Exercise details = Pick up the passage below on biosimilar market adoption and continue it from its final sentence.

Biosimilars in the two newest categories show much greater use and steeper adoption curves:
  • Neulasta. The two biosimilars of Neulasta—Fulphila and Udenyca—had 20% market share in June 2019, which was one year after the first product’s launch. Unlike the Remicade market, the Neulasta commercial market is much less restricted. For 2019, only 6% of commercial lives were in plans that preferred Neulasta over its biosimilars. Most had comparable formulary placement among the three products, leaving the choice of product to providers.
  • Epogen. The biosimilar Retacrit, marketed by Pfizer, launched at a 33% list price discount to Epogen, the reference product marketed by Amgen. The biosimilar’s market share was 24% as of June 2019, about eight months after launch.
I expect that the coming wave of biosimilars will penetrate the market even more quickly than the two products highlighted above. The next major biosimilar launches will challenge Genentech’s Herceptin and Avastin oncology products. The FDA has already approved five biosimilars for Herceptin and two for Avastin. For example, UnitedHealthcare has already announced that it will prefer the biosimilars of Herceptin and Avastin marketed by Amgen.

Extracted data =
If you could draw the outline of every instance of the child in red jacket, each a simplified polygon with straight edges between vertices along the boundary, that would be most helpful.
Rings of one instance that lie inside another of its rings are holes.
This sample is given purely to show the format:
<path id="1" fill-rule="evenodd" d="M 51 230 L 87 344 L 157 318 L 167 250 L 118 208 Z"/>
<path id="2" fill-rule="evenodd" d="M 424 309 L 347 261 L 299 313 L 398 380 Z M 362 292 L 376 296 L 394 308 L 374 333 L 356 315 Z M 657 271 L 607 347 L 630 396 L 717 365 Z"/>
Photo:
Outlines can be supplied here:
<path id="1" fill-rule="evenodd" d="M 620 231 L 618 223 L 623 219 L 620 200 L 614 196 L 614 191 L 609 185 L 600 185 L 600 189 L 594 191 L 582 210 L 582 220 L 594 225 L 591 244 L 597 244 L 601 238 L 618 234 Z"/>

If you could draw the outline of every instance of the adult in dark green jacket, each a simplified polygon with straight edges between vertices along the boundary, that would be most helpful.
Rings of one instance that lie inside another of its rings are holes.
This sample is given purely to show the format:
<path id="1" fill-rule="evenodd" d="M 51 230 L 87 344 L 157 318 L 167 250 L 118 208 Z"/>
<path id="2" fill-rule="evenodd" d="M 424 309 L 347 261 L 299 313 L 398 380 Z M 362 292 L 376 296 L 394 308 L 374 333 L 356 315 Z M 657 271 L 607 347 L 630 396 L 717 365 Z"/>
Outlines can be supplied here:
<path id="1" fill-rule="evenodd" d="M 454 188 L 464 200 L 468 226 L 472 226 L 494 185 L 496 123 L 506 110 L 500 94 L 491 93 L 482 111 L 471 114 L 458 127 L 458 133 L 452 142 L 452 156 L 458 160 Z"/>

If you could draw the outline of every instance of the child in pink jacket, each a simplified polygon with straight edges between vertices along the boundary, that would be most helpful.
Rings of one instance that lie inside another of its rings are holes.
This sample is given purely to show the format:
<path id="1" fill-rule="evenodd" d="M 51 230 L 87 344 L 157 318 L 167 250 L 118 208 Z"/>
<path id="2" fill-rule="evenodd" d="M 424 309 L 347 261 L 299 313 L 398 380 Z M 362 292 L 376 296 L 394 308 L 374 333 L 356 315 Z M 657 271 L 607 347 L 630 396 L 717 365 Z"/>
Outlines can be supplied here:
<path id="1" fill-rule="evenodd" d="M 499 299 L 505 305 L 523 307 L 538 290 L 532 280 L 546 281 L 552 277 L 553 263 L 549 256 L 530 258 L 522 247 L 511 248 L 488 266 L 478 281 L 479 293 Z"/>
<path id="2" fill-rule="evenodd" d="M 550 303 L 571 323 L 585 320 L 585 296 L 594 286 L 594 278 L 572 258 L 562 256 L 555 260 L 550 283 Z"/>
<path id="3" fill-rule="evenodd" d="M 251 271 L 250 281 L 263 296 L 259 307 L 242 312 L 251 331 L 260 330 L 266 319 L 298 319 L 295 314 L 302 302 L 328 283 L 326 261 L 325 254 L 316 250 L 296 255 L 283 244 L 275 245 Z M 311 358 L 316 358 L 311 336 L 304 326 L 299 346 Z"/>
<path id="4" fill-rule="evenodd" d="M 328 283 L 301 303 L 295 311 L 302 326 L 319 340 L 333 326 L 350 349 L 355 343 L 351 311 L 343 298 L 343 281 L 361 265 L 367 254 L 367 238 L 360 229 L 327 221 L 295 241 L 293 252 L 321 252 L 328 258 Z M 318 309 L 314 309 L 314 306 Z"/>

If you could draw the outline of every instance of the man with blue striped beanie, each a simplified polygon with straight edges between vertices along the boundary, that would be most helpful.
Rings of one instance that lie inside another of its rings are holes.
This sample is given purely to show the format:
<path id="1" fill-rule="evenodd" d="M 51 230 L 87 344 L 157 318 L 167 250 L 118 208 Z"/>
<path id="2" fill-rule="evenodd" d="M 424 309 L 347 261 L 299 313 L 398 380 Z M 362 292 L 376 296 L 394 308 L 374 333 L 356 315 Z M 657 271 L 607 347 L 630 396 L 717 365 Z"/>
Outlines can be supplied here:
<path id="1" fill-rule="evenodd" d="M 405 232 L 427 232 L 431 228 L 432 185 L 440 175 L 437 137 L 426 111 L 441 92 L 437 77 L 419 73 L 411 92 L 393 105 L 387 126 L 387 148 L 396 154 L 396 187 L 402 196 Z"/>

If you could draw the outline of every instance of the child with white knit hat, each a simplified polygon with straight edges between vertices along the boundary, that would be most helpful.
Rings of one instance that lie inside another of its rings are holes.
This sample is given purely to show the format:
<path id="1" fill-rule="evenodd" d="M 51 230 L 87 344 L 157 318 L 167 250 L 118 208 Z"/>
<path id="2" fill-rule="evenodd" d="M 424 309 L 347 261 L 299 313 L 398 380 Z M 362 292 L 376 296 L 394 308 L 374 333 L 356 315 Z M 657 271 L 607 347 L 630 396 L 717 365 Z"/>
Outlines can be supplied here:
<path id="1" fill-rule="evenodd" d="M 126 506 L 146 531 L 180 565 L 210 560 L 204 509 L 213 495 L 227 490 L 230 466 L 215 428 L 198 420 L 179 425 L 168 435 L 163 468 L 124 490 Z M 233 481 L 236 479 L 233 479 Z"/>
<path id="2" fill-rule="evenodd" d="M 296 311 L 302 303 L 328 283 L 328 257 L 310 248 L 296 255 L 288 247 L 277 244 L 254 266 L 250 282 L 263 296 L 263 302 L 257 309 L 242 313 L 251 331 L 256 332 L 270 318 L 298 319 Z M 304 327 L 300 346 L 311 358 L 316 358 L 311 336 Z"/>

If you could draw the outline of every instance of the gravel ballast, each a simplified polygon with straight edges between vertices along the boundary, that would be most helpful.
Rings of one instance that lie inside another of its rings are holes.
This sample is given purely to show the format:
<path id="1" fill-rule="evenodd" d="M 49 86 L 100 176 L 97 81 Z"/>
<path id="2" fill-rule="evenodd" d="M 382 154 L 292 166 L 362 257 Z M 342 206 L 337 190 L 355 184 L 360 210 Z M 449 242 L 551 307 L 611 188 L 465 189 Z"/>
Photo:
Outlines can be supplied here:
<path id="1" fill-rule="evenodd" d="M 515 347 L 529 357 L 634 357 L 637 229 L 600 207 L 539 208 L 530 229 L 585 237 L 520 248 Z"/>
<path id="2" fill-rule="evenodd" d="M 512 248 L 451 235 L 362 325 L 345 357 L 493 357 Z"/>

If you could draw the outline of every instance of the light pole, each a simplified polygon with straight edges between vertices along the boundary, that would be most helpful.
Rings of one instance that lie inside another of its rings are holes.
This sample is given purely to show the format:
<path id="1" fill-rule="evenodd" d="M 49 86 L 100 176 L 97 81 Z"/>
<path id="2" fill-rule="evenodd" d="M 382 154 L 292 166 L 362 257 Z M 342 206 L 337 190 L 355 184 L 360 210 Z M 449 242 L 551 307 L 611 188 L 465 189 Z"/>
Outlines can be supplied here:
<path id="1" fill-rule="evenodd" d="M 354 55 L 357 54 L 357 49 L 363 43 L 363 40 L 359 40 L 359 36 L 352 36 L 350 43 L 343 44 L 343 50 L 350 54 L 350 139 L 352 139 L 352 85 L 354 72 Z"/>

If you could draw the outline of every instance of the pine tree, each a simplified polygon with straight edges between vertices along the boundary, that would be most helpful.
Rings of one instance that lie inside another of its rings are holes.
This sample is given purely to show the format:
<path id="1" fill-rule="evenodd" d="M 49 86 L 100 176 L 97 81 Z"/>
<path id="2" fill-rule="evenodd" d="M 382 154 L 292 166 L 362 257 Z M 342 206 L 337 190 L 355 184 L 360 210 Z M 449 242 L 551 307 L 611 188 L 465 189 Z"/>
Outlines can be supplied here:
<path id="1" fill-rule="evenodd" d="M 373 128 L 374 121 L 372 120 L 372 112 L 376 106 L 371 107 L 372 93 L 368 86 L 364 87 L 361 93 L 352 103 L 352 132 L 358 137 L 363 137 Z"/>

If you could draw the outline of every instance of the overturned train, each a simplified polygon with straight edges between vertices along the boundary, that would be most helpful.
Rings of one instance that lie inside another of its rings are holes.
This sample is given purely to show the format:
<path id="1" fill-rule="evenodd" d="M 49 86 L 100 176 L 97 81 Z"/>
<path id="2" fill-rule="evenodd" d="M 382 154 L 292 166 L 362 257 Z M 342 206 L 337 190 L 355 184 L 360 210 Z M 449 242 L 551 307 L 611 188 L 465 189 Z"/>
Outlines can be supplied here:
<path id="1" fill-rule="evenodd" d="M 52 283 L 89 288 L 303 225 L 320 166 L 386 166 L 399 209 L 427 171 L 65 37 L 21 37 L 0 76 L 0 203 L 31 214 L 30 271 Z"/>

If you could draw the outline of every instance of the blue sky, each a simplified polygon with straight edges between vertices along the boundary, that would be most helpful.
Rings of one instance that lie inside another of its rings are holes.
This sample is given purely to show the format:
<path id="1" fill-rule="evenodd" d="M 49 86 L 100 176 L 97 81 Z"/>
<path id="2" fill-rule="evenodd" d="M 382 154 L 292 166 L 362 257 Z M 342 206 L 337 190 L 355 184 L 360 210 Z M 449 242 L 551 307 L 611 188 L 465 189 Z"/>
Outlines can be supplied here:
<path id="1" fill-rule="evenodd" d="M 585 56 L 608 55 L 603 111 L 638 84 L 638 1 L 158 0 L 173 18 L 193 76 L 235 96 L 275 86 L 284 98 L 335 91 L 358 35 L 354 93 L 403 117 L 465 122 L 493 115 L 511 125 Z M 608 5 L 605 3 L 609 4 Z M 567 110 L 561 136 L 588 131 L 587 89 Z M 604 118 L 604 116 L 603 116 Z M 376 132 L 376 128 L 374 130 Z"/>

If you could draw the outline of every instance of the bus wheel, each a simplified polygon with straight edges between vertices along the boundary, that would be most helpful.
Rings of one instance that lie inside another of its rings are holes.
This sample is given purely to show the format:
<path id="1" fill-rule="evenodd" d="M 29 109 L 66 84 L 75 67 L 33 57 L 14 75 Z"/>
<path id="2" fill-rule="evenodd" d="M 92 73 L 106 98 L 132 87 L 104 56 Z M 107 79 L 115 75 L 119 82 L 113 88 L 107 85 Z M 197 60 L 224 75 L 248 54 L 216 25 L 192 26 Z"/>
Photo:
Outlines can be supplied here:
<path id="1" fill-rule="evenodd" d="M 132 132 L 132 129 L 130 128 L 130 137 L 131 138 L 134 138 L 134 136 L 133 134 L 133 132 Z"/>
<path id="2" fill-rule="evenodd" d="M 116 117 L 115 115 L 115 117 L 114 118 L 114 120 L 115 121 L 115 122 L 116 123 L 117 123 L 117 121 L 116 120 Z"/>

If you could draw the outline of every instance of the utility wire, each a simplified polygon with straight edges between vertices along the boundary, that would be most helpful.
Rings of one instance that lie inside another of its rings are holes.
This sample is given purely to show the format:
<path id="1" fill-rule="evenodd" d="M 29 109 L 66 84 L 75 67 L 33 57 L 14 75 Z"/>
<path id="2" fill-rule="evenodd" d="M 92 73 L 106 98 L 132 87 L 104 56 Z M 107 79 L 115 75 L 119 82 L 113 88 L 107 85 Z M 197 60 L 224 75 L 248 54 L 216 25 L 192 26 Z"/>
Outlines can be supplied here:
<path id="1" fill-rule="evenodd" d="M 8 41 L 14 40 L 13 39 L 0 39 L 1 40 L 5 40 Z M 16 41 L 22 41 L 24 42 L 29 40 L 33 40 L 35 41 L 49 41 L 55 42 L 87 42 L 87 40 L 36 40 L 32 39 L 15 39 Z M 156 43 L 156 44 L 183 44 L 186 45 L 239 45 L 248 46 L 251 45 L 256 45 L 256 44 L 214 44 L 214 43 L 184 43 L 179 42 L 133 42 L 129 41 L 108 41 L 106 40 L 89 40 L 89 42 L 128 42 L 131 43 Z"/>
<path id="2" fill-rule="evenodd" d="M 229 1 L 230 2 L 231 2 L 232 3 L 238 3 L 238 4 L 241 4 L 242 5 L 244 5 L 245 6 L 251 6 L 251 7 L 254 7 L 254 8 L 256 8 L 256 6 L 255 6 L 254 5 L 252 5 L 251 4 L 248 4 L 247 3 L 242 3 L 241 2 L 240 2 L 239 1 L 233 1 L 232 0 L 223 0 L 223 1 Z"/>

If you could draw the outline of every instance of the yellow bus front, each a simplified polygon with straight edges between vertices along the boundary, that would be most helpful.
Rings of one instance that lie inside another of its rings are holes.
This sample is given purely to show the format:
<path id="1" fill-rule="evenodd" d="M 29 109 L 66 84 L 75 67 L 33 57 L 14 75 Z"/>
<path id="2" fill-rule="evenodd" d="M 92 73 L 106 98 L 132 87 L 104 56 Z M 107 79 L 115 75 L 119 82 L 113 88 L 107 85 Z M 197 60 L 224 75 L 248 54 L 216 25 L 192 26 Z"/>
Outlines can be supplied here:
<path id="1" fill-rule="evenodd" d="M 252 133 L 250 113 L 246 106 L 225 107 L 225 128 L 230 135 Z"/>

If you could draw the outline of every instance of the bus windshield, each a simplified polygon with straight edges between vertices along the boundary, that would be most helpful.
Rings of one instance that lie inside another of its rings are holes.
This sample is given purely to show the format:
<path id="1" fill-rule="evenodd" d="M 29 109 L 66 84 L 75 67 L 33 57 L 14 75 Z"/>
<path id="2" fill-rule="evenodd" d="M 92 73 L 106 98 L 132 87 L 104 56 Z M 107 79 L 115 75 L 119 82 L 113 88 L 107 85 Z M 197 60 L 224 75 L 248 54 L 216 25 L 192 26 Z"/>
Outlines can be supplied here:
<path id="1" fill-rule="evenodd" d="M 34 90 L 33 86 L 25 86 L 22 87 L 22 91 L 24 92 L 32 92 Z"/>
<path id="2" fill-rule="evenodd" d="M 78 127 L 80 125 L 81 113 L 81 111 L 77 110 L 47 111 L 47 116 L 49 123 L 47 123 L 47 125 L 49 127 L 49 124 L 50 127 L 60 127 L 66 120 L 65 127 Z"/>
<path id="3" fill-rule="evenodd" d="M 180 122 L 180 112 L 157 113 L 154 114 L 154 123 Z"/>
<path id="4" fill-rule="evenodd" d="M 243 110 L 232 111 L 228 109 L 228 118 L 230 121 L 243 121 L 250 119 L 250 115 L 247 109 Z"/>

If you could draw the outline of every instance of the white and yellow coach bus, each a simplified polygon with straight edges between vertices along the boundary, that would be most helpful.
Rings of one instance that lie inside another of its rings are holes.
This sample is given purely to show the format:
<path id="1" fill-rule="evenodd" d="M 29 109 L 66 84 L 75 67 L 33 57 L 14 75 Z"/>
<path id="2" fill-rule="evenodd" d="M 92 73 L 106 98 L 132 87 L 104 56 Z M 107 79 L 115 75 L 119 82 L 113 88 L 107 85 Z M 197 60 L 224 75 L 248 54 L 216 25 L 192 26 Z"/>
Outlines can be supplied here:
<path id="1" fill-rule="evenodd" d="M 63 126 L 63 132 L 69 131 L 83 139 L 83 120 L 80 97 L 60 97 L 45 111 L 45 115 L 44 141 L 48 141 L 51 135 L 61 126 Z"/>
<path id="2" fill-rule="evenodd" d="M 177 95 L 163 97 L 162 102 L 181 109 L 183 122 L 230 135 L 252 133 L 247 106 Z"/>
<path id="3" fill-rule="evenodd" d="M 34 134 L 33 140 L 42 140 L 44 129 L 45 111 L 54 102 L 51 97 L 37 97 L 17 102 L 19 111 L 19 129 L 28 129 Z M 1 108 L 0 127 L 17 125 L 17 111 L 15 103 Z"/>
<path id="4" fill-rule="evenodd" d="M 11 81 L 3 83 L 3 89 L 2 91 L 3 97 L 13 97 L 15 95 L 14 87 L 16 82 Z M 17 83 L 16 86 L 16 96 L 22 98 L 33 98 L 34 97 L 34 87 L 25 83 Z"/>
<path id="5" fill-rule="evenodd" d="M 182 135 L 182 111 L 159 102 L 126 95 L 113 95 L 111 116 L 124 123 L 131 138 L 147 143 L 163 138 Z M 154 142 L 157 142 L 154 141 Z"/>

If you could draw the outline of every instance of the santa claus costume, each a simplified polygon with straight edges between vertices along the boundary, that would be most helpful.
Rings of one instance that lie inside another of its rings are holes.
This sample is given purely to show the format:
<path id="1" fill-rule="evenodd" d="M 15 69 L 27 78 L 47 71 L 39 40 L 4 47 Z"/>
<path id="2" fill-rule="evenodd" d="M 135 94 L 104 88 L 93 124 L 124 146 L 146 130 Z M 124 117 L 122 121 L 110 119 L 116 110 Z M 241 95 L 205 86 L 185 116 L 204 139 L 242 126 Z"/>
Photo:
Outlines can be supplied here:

Result of the exercise =
Regardless of this progress, the biosimilar market is not currently structured to drive the fastest adoption or the lower prices.

Consider the warped incentives of the buy-and-bill system. ASP is a flawed measure of the actual net prices that manufacturers receive. That’s because ASPs exclude 340B Drug Pricing Program discounts and Medicaid rebates. As I showed in Latest Data Show That Hospitals Are Still Specialty Drug Profiteers, the 340B program allows hospitals to earn thousands of dollars more than the drug’s manufacturer does. This slows the adoption of biosimilars. Ronny Gal at Bernstein found that many hospitals do not even have biosimilars on their internal chargemaster lists, which suggests that the products are not available for physician use.

And though rebate reform for the Medicare Part D program stalled, the fundamental distortions of the rebate system remain. As Dr. Gottieb wrote: “If a health plan were to adopt a biosimilar, it might void its rebate contracts for biologic drugs and lose payments. Rebates take years to get in place and a new entrant may be hard pressed to offer insurers a similar deal.”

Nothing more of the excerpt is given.